INFORMATION SHOWN: Begin

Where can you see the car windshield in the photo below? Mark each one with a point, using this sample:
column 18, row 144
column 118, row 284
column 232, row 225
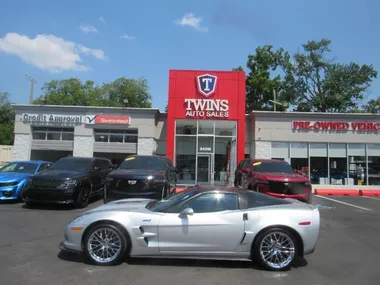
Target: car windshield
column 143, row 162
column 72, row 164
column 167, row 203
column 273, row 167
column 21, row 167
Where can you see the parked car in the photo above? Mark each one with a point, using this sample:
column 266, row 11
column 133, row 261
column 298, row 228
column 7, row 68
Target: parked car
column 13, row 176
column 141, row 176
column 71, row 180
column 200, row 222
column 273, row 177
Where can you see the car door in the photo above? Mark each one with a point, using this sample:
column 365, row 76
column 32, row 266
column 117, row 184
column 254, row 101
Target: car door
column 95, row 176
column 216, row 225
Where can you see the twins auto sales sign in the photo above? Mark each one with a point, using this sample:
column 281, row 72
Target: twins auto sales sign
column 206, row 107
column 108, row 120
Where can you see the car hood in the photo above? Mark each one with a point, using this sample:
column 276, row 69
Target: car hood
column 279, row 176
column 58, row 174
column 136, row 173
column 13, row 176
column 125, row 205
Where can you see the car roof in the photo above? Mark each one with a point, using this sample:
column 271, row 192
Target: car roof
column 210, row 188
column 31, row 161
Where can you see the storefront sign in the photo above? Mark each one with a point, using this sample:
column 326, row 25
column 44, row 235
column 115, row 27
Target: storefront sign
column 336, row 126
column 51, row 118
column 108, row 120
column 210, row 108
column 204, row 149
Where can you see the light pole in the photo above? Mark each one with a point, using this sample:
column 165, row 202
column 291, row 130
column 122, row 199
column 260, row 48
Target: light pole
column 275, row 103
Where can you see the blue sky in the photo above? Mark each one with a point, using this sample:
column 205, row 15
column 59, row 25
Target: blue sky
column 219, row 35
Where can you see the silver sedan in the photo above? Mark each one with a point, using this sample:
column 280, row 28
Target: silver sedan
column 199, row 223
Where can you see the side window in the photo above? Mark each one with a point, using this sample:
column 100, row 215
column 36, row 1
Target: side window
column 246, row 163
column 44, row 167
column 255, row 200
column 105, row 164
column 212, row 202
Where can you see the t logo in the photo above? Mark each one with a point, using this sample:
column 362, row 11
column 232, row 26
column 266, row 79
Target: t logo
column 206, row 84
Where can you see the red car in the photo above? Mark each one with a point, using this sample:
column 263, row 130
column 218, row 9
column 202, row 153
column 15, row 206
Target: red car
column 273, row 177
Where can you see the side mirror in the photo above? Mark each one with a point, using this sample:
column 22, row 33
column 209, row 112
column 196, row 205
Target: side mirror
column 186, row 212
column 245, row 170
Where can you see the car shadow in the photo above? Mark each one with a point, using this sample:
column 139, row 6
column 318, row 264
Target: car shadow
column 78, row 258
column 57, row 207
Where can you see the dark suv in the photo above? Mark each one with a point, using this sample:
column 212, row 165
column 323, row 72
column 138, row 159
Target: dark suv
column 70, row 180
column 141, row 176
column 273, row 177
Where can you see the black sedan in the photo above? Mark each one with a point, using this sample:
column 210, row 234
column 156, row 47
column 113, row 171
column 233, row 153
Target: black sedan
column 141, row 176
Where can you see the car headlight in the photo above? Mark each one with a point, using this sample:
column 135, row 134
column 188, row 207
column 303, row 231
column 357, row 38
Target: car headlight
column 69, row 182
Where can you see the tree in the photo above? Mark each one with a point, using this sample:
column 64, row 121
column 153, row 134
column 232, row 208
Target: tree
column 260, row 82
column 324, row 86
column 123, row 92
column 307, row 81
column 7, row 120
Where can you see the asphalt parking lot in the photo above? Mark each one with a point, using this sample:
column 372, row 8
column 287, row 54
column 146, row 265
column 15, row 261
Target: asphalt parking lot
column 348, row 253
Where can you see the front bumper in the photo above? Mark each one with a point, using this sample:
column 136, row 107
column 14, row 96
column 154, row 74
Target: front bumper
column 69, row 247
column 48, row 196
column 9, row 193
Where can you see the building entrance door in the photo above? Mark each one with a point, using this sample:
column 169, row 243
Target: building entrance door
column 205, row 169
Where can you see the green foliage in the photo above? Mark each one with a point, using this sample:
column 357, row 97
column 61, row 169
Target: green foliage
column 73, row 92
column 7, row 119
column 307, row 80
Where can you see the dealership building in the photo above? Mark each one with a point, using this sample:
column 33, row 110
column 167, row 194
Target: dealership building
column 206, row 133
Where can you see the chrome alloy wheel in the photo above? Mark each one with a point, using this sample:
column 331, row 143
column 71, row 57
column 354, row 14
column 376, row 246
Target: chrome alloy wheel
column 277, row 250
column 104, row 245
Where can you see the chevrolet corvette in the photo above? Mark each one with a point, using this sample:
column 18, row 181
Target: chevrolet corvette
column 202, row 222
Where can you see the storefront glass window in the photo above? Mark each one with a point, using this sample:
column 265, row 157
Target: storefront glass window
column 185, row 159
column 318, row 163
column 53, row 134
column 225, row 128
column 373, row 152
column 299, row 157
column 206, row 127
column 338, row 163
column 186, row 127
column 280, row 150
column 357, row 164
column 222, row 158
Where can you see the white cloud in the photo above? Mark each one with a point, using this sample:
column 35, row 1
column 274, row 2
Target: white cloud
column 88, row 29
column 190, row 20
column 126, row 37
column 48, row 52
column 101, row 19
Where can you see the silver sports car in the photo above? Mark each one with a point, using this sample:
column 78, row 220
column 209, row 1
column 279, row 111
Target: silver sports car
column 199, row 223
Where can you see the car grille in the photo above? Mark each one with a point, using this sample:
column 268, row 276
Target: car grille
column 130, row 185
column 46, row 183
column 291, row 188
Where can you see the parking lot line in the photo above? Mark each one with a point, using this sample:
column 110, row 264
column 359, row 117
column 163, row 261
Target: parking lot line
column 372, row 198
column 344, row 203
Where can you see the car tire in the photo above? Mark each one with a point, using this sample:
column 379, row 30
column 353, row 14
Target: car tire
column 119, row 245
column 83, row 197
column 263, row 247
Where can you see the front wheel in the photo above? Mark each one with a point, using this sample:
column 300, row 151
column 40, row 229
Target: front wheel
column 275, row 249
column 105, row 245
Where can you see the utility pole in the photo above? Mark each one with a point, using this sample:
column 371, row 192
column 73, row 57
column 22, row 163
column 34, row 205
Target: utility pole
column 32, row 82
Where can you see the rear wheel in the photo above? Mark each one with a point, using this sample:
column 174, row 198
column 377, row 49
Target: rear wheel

INFORMATION SHOWN: End

*WORK TO COMPLETE:* Where the material contains a line with "rear", return that line.

*TASK OUTPUT:*
Where can you see the rear wheel in the photo above? Mark each one with a point, using this sample:
Target: rear wheel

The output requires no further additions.